• DESCRIPTION OF THE TASK:
Rewrite all the rows below, changing each "Quickstart" to "Getting started" and leaving every other character untouched.

━━━━━ DATA LISTING

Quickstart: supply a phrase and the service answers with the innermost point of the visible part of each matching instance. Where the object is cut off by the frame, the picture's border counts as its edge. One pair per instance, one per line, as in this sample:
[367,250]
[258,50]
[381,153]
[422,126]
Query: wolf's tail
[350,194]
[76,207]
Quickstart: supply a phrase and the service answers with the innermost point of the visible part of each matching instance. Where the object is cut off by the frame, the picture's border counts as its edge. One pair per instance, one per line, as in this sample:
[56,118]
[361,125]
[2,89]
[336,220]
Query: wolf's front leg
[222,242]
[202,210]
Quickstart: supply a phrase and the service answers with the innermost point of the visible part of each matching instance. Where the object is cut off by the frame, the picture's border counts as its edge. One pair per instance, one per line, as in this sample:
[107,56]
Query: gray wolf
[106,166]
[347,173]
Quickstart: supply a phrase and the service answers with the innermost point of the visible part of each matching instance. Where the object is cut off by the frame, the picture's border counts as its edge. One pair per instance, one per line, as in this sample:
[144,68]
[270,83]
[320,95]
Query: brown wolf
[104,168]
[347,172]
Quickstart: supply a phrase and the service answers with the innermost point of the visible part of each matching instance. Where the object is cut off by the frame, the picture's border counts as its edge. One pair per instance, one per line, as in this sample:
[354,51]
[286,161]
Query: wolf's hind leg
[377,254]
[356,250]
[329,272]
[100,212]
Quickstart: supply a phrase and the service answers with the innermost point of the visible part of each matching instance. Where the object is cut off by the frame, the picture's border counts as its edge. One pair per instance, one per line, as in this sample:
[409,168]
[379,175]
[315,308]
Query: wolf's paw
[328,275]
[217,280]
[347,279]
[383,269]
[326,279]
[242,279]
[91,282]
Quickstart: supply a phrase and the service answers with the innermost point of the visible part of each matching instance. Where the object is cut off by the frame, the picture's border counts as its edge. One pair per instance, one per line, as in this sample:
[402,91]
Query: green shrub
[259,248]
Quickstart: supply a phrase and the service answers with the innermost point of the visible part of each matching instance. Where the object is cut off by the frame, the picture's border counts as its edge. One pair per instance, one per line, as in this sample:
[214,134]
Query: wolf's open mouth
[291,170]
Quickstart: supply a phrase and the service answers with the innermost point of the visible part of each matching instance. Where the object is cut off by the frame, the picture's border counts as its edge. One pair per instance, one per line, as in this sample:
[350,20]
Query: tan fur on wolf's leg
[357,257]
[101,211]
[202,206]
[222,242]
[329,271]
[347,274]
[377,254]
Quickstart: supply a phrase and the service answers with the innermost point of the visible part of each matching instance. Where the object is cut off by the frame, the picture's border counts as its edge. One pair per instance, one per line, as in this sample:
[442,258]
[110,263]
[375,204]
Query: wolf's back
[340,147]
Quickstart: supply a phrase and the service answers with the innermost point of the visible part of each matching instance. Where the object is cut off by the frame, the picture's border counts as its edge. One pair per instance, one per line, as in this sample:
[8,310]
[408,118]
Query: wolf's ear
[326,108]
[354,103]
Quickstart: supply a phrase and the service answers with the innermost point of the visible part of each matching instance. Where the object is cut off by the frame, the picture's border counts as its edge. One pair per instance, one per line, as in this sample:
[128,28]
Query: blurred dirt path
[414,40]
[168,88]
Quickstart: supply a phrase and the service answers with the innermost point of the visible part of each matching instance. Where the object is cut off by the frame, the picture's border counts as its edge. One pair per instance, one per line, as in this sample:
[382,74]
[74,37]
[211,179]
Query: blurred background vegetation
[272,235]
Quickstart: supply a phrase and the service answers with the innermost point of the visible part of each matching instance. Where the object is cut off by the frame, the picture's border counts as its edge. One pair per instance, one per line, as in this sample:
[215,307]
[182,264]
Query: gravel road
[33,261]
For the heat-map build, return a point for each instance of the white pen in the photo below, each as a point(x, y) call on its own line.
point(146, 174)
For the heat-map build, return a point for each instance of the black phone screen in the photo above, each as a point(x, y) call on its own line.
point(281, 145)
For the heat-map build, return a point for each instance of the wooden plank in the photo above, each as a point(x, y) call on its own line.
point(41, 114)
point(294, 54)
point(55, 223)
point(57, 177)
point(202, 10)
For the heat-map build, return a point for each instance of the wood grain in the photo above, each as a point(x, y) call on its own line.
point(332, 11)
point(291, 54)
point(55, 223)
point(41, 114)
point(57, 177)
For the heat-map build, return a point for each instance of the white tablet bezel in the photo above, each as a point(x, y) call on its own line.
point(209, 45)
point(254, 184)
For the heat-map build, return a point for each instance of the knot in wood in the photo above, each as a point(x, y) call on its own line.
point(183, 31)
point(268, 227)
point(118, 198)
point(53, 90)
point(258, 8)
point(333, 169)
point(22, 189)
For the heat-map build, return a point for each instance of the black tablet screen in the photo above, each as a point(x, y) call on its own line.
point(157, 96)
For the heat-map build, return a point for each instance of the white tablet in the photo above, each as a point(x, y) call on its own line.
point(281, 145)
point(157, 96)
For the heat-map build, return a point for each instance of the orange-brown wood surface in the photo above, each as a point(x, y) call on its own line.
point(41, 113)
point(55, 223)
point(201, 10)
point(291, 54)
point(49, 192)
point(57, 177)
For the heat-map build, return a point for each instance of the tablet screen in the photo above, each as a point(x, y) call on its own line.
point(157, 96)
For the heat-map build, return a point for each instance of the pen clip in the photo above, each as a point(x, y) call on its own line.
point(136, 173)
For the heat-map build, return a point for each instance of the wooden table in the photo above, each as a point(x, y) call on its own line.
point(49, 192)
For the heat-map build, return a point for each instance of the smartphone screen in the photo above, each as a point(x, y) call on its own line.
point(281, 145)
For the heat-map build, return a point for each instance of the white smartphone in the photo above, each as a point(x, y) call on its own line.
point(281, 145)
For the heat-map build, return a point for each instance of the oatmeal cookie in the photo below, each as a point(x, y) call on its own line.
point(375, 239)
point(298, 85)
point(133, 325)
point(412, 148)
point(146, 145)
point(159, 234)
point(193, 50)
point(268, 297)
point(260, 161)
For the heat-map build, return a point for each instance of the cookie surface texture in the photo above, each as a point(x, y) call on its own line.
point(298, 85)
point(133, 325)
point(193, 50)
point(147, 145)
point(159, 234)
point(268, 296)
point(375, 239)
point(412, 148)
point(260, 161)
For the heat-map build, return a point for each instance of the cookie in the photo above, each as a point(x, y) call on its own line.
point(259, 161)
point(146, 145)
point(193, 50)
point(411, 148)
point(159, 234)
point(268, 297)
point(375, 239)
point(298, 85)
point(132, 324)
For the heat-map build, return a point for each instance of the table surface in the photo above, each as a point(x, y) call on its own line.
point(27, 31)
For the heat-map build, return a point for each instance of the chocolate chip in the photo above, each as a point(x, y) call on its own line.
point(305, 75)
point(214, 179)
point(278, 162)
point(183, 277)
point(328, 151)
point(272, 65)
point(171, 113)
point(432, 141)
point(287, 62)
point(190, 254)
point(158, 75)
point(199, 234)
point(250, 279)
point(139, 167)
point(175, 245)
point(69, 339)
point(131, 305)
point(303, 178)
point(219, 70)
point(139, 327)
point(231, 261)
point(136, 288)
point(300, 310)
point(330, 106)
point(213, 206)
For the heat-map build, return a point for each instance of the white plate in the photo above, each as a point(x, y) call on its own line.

━━━━━━━━━━

• ANSWER TO THIS EXERCISE:
Getting started: supply a phrase and the service answers with the innermost point of the visible part of each matching instance. Where the object is cut off by the frame, the picture's border counts as its edge. One pair per instance, one per line, as in this sample:
[367,250]
[258,50]
[381,153]
[422,126]
Query: wolf's tail
[350,194]
[76,207]
Getting started: supply a phrase and the service answers with the innermost point of the visible part of each matching instance. Where the object is cut off by the frame, the picture's border counts as its edge. One pair per instance, one per line, as in this sample:
[56,118]
[361,125]
[2,89]
[336,220]
Query: wolf's front leg
[222,242]
[202,210]
Getting started: supply a phrase and the service answers with the innermost point of the visible part of each matching instance. Where the object is cut off by the frame, the picture's border counts as its edge. One pair per instance, one per line, as in this sample:
[107,56]
Query: gray wolf
[106,166]
[347,173]
Getting started: supply a phrase and the service answers with the innermost point of the visible part of each matching instance. Where the object is cut off by the frame, the picture's border counts as its edge. One pair per instance, one per line, as in this sample:
[144,68]
[270,83]
[320,95]
Query: brown wolf
[104,168]
[347,172]
Getting started: supply a phrase and the service answers with the innermost point of the visible part of each matching instance. Where the object is cut off by the frame, the picture's border counts as its edge. One pair per instance, one per line, as in this sample:
[354,51]
[286,161]
Query: wolf's hind leg
[377,254]
[356,250]
[329,272]
[100,212]
Getting started: supply a phrase and the service answers with the innermost point of the visible part of each matching instance. Where the object is cut off by the frame, the picture's border counts as its edge. One pair per instance, one per line, as in this sample:
[409,168]
[379,175]
[315,308]
Query: wolf's paw
[328,275]
[217,280]
[347,279]
[383,269]
[326,279]
[242,279]
[91,282]
Getting started: supply a phrase and the service answers with the innermost point of the visible part of each matching instance. Where the object is cut off by the frame, the picture's border counts as its edge. One pair per instance, one per line, as in this sample:
[402,91]
Query: green shrub
[259,248]
Getting started: supply a phrase and the service answers with the innermost point of the visible part of each matching instance. Where the object is cut off by the frame, the picture's border counts as its edge. One pair per instance, one per line, as in this sample:
[214,134]
Query: wolf's open mouth
[291,170]
Getting started: supply a phrase and the service answers with the innermost point of the visible part of each matching instance. Where the object is cut off by the frame, the picture's border counts as its edge. One pair per instance, one per line, as in this sample:
[350,20]
Query: tan fur on wolf's leg
[357,257]
[101,211]
[202,206]
[222,242]
[329,271]
[347,274]
[377,254]
Getting started: supply a phrase and the service answers with the innermost point of the visible part of each matching instance. Where the object is cut off by the frame, the picture's border counts as its edge. One pair per instance, one per line, as in this sample:
[442,258]
[110,263]
[375,204]
Query: wolf's back
[340,147]
Getting started: supply a phrase and the service answers with the innermost point of the visible part of each matching instance. Where the object is cut off by the frame, the picture's border counts as its edge. One pair per instance, one per line, as in this sample:
[8,310]
[408,118]
Query: wolf's ear
[326,108]
[354,103]
Getting started: supply a phrase and the service answers with the innermost point of the visible part of each matching instance. Where the object is cut off by the frame, the picture's border counts as its edge. One pair per instance, one per line, as in this sample:
[128,28]
Query: blurred dirt path
[414,40]
[168,88]
Getting started: supply a phrase and the service answers with the innermost point of the visible part of each matching instance. Where the object is cut off by the frame, the picture's border counts as its edge. One pair per instance, one per line, as in this sample:
[382,74]
[74,37]
[211,179]
Query: blurred background vegetation
[272,235]
Getting started: supply a phrase and the service answers with the innermost point of the visible part of each matching instance. Where the object is cut off by the frame, the picture's border counts as its edge. One pair per instance, one per line, as in this sample:
[215,307]
[182,264]
Query: gravel road
[33,261]
For the heat-map build, return a point for each instance of the white pen in the photo below, each as a point(x, y) call on its own line.
point(146, 174)
For the heat-map build, return a point for each instance of the black phone screen in the photo above, each as a point(x, y) call on its own line.
point(281, 145)
For the heat-map build, return a point for each instance of the wooden plank in the photo above, each as a point(x, y) call on its own line.
point(41, 114)
point(294, 54)
point(55, 223)
point(57, 177)
point(202, 10)
For the heat-map build, return a point for each instance of the wood grain in the photo above, each as a point(x, y) call on its own line.
point(332, 11)
point(291, 54)
point(55, 223)
point(41, 114)
point(57, 177)
For the heat-map build, return a point for each instance of the white tablet bezel in the photo above, each as a point(x, y) call on its own line.
point(209, 45)
point(254, 184)
For the heat-map build, return a point for each instance of the knot in wood in the photo above, each as a point(x, y) call on its own line.
point(183, 31)
point(268, 227)
point(118, 198)
point(53, 90)
point(258, 8)
point(333, 169)
point(22, 189)
For the heat-map build, return a point for each instance of the black tablet screen in the photo above, each as a point(x, y) call on its own line.
point(157, 96)
For the heat-map build, return a point for each instance of the white tablet in the photo above, each as a point(x, y) call on its own line.
point(281, 145)
point(157, 96)
For the heat-map build, return a point for each instance of the orange-brown wood surface in the photo above, each as a point(x, y) call on its own line.
point(41, 113)
point(55, 223)
point(201, 10)
point(291, 54)
point(49, 192)
point(57, 177)
For the heat-map build, return a point for each instance of the tablet screen in the photo above, each as a point(x, y) call on its own line.
point(157, 96)
For the heat-map build, return a point for each instance of the pen clip in the photo above, each as a point(x, y) call on its own line.
point(136, 173)
For the heat-map build, return a point for each instance of the wooden table in the photo above, each as a point(x, y) call on its own line.
point(49, 192)
For the heat-map build, return a point for each instance of the smartphone screen in the photo above, each as a point(x, y) call on its own line.
point(281, 145)
For the heat-map build, return a point for each instance of the white smartphone in the photo above, each as a point(x, y) call on its own line.
point(281, 145)
For the heat-map build, return a point for each instance of the oatmeal cookie in the photo below, each as a point(x, y) call on its own line.
point(375, 239)
point(298, 85)
point(133, 325)
point(412, 148)
point(146, 145)
point(159, 234)
point(193, 50)
point(268, 297)
point(260, 161)
For the heat-map build, return a point for each instance of the cookie surface texture in the photo above, each as a point(x, y) call on its own line.
point(298, 85)
point(133, 325)
point(193, 50)
point(147, 145)
point(159, 234)
point(268, 296)
point(375, 239)
point(412, 148)
point(260, 161)
For the heat-map build, return a point for each instance of the cookie in the photo above, each as a point(x, y) call on its own line.
point(259, 161)
point(146, 145)
point(193, 50)
point(411, 148)
point(159, 234)
point(268, 297)
point(375, 239)
point(298, 85)
point(132, 324)
For the heat-map build, return a point for each instance of the table surface in the photo above, each as a point(x, y) call on its own line.
point(27, 31)
For the heat-map build, return a point for each instance of the chocolate chip in the photo above, each as a point(x, y) call on its own line.
point(305, 75)
point(214, 179)
point(278, 162)
point(183, 277)
point(328, 151)
point(272, 65)
point(171, 113)
point(432, 141)
point(287, 62)
point(190, 254)
point(158, 75)
point(199, 234)
point(250, 279)
point(139, 167)
point(175, 245)
point(69, 339)
point(131, 305)
point(303, 178)
point(219, 70)
point(139, 327)
point(231, 261)
point(136, 288)
point(300, 310)
point(330, 106)
point(213, 206)
For the heat-map build, return a point for each instance of the white plate in the photo above, each as a point(x, y) call on its own line.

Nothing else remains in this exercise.